◆ Selected extract

━━━

United States
- Full name: Eno River Rugby Football Club
- Union: USA Rugby
- Nickname(s): The Rage
- Founded: 1991
- President: Jesse Franklin
- Coach(es): Sarah Deane

Official website
- enorugby.com

= Eno River Rugby =

American rugby team

Founded in 1991, Eno River Rugby, also called the "Rage," is a rugby union club based in Durham, North Carolina. Eno River players come from in and around Durham, playing other teams in the Carolinas Geographical Union and participating in tournaments and playoffs in bordering states.

==Divisions==
=== Current ===
Women - Eno River Rugby is the oldest women's rugby club in North Carolina and the founding division of the Rage. The club is always seeking women interested in learning and playing rugby. No experience necessary. The team practices at Campus Hills Park in Durham, North Carolina, Tuesday and Thursday evenings from 7-9 PM. The women compete in 15s in the fall and spring and 7s in the summer, traveling throughout North Carolina and the Southeast for tournaments and matches.

━━━

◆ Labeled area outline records
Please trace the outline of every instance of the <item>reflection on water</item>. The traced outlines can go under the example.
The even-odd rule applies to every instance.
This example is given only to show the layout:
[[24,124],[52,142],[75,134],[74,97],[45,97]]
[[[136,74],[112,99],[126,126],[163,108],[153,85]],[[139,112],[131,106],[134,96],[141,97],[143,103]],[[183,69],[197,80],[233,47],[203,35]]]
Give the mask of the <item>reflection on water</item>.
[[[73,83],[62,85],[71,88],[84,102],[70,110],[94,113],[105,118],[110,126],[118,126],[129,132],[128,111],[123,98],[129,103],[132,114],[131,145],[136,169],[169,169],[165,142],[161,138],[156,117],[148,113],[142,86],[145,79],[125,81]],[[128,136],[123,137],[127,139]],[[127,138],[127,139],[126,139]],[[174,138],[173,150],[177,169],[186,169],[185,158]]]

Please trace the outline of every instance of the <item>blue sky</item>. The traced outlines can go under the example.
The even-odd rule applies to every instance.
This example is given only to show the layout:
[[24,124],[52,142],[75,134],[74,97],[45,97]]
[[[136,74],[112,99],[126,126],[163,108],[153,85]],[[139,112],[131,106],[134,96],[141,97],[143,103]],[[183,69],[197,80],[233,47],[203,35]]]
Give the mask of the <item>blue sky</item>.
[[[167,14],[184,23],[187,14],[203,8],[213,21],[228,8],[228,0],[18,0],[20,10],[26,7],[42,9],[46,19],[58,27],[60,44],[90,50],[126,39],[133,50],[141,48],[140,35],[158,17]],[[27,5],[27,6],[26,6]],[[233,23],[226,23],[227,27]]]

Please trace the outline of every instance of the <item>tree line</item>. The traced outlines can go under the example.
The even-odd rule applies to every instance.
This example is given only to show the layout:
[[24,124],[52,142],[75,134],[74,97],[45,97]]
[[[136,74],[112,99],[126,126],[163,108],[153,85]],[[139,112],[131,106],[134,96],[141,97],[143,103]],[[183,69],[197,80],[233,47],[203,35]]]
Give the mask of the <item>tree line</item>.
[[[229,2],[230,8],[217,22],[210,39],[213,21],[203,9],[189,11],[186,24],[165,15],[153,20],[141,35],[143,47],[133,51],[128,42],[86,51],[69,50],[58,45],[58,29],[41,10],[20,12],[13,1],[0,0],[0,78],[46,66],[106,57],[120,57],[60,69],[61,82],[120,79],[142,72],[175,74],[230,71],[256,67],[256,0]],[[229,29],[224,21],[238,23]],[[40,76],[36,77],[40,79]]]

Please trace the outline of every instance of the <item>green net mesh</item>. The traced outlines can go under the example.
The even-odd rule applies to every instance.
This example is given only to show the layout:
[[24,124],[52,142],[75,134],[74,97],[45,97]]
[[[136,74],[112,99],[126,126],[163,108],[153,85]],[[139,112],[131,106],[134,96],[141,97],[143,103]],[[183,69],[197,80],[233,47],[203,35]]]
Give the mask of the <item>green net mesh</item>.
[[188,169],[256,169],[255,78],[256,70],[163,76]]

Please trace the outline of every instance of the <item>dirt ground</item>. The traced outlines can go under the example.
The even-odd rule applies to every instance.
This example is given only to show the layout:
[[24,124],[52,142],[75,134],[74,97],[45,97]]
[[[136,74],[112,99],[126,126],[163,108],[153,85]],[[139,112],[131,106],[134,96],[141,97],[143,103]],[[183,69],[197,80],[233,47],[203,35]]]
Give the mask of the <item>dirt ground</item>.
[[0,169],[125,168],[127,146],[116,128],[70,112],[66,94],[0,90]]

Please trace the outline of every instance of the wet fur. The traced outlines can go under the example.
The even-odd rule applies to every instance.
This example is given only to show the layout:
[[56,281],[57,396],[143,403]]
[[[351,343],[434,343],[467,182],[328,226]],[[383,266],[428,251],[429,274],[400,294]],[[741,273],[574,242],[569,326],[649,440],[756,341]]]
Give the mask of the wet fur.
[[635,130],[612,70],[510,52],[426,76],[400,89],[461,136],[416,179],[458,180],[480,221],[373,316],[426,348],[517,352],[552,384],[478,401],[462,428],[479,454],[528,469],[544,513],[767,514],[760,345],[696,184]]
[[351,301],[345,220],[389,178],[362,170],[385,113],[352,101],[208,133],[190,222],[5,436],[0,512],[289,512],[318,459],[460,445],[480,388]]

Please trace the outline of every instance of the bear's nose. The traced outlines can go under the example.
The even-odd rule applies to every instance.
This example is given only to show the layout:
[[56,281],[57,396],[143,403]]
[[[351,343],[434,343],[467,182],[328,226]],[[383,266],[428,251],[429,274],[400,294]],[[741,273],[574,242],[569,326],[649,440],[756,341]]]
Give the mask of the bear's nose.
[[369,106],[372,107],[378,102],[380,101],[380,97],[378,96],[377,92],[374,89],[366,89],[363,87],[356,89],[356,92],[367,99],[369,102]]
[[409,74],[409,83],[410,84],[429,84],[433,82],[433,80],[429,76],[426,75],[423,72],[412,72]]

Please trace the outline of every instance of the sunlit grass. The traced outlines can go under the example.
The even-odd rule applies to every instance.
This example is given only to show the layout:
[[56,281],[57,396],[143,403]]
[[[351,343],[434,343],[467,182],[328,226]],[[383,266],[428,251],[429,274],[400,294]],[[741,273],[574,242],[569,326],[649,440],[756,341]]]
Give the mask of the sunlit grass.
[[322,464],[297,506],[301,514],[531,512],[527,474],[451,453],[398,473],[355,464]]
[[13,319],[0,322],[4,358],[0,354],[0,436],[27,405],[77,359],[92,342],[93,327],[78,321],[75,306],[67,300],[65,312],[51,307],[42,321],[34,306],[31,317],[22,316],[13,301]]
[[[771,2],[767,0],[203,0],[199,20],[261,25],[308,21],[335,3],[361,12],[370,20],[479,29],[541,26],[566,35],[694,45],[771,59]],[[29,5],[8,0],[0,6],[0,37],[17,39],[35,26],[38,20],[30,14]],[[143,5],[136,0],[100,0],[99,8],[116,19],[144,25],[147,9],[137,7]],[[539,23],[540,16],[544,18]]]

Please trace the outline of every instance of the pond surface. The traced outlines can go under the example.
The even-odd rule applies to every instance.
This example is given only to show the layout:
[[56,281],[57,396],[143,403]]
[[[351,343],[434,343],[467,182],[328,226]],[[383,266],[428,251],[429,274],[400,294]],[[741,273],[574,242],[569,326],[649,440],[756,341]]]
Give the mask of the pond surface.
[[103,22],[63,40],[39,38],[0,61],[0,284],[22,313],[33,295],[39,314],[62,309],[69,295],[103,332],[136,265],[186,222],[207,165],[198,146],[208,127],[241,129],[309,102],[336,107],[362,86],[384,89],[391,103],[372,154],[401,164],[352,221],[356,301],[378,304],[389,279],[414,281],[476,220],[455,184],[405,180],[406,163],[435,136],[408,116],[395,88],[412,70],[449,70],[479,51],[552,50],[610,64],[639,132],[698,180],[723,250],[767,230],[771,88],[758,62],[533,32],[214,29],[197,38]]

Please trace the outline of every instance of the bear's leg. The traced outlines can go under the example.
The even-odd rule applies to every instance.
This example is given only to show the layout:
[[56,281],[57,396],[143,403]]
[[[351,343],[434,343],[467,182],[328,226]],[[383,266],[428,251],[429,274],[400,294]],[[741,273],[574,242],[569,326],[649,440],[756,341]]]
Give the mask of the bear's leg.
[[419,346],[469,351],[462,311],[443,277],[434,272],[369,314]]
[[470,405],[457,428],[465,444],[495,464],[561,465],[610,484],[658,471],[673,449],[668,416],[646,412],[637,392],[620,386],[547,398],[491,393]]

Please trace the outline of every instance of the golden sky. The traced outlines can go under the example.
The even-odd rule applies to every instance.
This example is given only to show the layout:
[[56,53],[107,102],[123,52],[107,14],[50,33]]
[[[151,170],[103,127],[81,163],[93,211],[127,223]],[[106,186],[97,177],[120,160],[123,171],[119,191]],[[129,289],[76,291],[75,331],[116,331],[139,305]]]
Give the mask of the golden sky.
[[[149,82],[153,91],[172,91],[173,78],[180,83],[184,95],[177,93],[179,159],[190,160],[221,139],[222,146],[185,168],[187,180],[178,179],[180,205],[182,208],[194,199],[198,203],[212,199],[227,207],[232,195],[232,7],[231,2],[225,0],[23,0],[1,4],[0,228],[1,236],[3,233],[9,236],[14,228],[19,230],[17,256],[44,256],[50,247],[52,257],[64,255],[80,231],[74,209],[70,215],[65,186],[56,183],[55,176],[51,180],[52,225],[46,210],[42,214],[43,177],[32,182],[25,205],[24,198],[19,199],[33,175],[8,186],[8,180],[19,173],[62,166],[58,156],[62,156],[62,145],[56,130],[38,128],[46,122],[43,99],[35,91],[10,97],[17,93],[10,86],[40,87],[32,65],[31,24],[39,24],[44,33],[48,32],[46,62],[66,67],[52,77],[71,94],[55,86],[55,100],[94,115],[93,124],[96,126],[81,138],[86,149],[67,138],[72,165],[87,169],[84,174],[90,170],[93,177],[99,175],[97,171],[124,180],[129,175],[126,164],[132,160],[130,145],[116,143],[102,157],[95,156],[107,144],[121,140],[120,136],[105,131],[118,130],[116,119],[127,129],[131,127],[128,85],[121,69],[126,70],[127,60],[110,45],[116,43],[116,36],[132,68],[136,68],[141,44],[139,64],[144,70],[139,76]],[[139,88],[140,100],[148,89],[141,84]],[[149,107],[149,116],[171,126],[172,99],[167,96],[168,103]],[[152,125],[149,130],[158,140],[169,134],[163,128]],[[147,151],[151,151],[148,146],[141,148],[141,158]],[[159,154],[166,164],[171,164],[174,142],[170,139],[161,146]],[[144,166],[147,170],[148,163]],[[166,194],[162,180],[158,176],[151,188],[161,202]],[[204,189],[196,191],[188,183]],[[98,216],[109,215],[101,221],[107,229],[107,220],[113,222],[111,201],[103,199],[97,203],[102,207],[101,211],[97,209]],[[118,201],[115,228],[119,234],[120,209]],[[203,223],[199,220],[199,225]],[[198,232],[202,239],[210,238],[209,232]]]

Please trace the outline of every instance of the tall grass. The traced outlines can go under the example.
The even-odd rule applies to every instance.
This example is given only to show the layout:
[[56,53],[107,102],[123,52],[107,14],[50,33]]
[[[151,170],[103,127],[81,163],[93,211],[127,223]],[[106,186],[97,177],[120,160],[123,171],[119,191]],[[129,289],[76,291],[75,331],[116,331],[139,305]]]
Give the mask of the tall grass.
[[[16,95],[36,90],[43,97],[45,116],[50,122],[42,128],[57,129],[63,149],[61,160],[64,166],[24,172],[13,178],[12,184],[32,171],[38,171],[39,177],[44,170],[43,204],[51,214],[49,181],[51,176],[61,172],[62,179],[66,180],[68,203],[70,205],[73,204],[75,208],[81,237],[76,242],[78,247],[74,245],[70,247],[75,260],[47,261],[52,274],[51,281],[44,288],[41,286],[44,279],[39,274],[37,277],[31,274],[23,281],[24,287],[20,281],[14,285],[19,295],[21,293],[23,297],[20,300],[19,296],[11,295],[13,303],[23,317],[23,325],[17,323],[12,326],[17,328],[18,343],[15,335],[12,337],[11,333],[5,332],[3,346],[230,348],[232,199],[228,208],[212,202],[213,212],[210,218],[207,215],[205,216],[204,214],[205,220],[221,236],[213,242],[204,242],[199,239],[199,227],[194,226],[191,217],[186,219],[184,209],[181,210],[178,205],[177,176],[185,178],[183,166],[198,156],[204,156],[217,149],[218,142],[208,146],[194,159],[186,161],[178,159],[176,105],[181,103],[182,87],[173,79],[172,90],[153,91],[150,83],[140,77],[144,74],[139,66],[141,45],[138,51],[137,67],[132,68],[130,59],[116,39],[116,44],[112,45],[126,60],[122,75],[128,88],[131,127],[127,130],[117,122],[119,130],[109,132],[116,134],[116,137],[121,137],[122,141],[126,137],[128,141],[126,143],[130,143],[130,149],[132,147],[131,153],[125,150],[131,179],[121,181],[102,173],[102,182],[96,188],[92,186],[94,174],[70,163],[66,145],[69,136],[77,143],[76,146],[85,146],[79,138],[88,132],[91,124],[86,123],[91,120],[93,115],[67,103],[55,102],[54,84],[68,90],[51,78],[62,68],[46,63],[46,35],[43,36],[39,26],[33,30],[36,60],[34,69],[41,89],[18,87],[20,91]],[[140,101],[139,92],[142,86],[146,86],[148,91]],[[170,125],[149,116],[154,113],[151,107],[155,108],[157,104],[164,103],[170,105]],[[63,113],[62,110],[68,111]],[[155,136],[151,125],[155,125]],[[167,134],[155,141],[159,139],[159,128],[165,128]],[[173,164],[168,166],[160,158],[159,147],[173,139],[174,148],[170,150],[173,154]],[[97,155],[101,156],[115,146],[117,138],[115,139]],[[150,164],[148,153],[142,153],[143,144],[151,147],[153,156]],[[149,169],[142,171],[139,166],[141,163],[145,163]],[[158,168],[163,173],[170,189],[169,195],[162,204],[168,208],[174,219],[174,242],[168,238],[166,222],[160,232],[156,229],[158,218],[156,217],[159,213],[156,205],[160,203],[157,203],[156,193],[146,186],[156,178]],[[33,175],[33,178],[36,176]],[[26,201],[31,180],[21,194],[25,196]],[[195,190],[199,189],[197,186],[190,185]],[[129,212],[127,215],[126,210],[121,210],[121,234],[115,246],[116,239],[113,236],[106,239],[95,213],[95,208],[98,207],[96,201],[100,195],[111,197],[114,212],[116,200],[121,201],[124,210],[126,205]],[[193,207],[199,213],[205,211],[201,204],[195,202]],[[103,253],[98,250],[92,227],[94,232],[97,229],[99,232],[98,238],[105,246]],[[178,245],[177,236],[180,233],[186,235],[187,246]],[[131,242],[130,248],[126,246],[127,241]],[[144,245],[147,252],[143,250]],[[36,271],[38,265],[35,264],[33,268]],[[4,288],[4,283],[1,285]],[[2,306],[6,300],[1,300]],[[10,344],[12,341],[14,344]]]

━━━

◆ Jobs
a - Reproduce word for word the passage of the Eno River Rugby article starting at "Official website" and ending at "tournaments and matches.".
b - Quote the lines of the records starting at the line that contains "Please trace the outline of every instance of the <item>blue" and ending at the line that contains "Give the mask of the <item>blue sky</item>.", including both of those lines.

◆ Task responses
a -
Official website
- enorugby.com

= Eno River Rugby =

American rugby team

Founded in 1991, Eno River Rugby, also called the "Rage," is a rugby union club based in Durham, North Carolina. Eno River players come from in and around Durham, playing other teams in the Carolinas Geographical Union and participating in tournaments and playoffs in bordering states.

==Divisions==
=== Current ===
Women - Eno River Rugby is the oldest women's rugby club in North Carolina and the founding division of the Rage. The club is always seeking women interested in learning and playing rugby. No experience necessary. The team practices at Campus Hills Park in Durham, North Carolina, Tuesday and Thursday evenings from 7-9 PM. The women compete in 15s in the fall and spring and 7s in the summer, traveling throughout North Carolina and the Southeast for tournaments and matches.

b -
Please trace the outline of every instance of the <item>blue sky</item>. The traced outlines can go under the example.
The even-odd rule applies to every instance.
This example is given only to show the layout:
[[24,124],[52,142],[75,134],[74,97],[45,97]]
[[[136,74],[112,99],[126,126],[163,108],[153,85]],[[139,112],[131,106],[134,96],[141,97],[143,103]],[[183,69],[197,80],[233,47],[203,35]]]
Give the mask of the <item>blue sky</item>.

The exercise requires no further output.